» Data excerpts
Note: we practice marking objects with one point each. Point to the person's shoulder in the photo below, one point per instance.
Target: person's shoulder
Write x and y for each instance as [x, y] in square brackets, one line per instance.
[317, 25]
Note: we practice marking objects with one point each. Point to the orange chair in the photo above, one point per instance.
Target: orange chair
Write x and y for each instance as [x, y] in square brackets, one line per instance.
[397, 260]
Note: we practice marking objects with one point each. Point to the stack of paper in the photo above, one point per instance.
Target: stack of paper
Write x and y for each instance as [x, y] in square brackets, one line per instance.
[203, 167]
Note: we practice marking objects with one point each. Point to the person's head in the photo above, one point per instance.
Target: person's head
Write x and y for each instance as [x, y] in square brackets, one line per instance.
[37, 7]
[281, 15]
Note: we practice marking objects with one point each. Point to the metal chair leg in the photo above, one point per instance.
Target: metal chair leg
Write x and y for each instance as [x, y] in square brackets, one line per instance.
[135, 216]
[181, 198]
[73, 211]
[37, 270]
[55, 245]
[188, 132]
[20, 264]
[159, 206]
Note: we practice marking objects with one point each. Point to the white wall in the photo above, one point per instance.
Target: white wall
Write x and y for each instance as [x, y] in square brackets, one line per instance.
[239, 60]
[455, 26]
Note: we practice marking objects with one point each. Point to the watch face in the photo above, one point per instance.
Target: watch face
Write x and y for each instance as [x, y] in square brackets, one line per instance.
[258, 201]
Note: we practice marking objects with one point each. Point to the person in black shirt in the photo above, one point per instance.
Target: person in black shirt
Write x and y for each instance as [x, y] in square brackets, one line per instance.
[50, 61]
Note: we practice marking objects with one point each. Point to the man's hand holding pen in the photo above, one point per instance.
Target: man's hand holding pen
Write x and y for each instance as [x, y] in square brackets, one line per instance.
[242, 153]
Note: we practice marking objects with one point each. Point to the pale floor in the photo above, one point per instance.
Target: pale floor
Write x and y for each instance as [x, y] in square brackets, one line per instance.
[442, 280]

--

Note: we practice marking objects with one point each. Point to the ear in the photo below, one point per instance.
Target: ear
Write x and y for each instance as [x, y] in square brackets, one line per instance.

» The exercise
From the entries above, list every line that includes the word "floor". Copy each line unchanged.

» Result
Note: we practice marking objects with one point each. Point to the pale floor in the photo above, one point per instance.
Target: pale floor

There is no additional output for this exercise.